PROMPT — Transcribe only the stretch of lines that opens with the line containing "of the finger." and closes with the last line of the listing, skipping pictures.

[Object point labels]
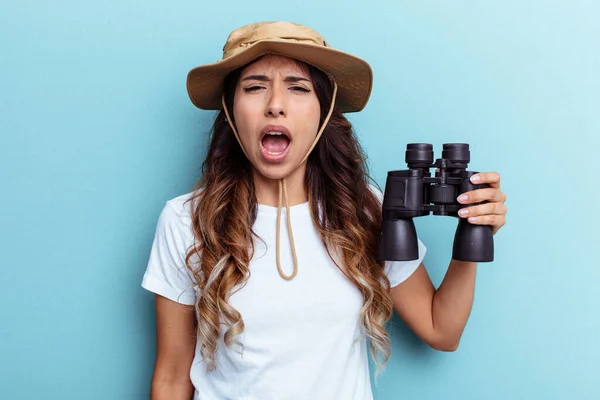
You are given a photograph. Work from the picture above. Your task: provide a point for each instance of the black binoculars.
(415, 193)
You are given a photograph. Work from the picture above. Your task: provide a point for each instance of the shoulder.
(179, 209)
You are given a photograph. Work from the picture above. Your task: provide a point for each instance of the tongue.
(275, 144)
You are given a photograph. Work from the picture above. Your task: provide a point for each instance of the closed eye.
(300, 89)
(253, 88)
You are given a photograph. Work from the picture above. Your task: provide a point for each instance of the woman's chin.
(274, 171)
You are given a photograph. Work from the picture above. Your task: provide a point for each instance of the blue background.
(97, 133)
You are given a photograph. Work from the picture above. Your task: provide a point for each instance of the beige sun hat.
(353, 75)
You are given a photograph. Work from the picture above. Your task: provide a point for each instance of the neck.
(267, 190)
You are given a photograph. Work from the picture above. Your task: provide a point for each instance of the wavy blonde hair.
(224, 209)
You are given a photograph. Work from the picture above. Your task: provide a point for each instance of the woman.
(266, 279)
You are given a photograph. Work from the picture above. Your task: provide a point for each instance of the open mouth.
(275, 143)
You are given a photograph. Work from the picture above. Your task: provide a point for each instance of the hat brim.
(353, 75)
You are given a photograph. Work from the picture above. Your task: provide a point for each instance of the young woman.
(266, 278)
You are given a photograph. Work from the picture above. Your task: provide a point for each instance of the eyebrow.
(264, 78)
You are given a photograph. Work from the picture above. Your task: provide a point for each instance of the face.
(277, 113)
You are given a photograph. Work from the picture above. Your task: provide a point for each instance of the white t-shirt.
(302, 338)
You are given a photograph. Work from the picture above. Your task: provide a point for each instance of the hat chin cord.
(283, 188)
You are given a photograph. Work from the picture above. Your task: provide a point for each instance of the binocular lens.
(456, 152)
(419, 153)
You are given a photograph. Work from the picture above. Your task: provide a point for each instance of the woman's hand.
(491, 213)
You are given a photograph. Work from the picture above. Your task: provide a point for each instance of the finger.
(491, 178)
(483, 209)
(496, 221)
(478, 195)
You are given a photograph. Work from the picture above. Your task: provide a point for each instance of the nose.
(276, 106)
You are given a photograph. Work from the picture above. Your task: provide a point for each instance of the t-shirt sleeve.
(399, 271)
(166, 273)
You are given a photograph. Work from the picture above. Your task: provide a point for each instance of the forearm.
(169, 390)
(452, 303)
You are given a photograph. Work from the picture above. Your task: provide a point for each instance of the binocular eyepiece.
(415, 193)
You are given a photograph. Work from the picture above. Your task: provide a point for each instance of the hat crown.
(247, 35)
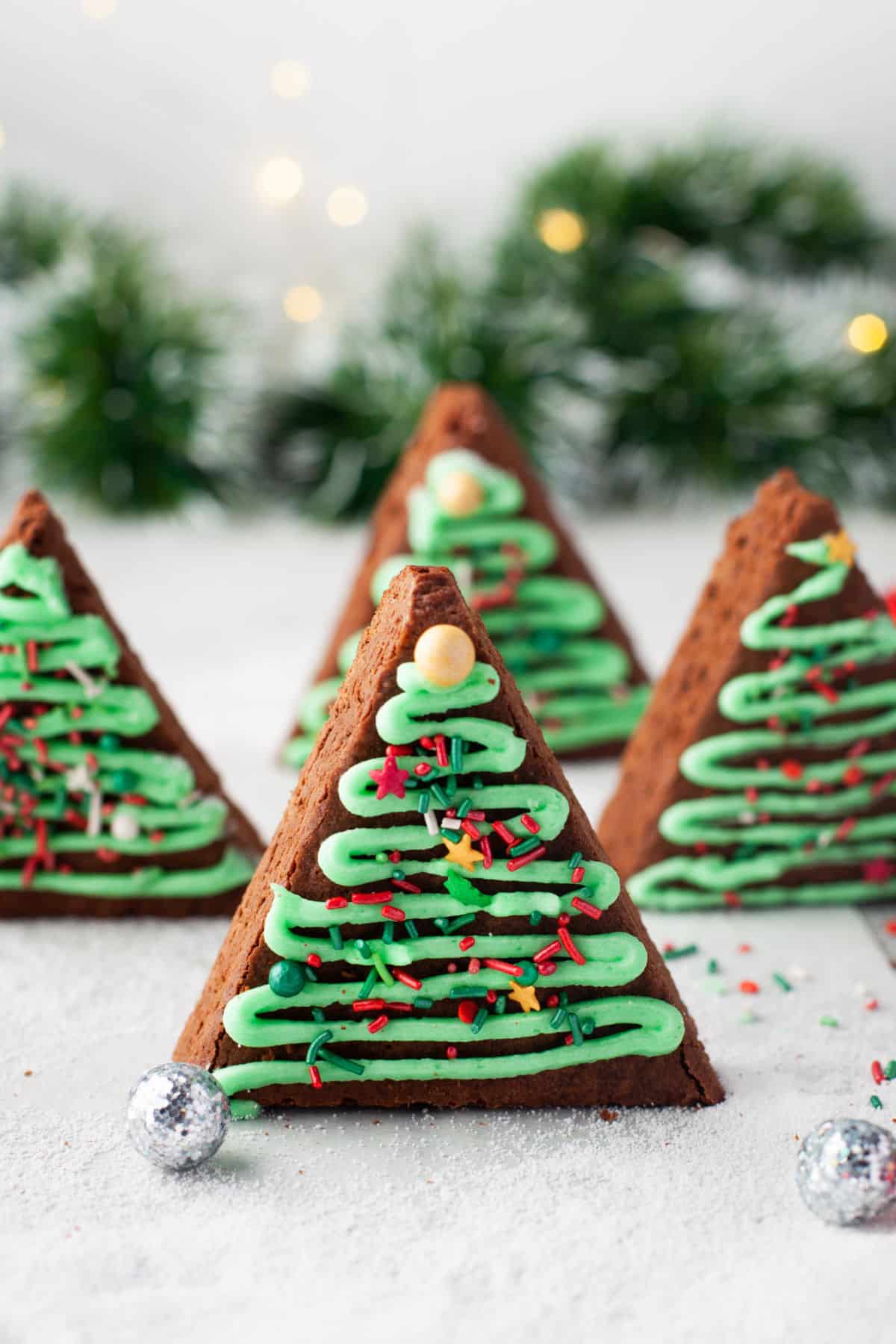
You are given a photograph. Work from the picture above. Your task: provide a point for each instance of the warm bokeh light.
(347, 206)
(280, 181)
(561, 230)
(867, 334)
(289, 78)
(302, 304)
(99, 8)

ANSWER TO THE EXERCISE —
You are given a photograph. Work from the picture above. Your task: provide a point for each instance of the finger.
(491, 178)
(483, 209)
(496, 221)
(478, 195)
You are given a photograph. Work from the picture above. Your task: provide a point for each instance of the nose.
(276, 106)
You are given a photograph. Work from the picture above. Your task: provide a point for each instance of the t-shirt sleeve.
(399, 271)
(166, 273)
You are given a photograph. Work from the picture above. Your task: provide a point for each instance of the forearm.
(169, 390)
(452, 303)
You are given a photograph. Work from the picture above. Your task: provide a point for each instance of the binocular eyepiece.
(415, 193)
You are given a photograph. Work from the picture above. Your task: provide a point for each instance of the hat crown.
(247, 35)
You are given a photograph. Work from the picture above. Your task: provide a point for each instance of the warm bokeh light.
(347, 206)
(280, 181)
(561, 230)
(867, 334)
(289, 78)
(302, 304)
(99, 8)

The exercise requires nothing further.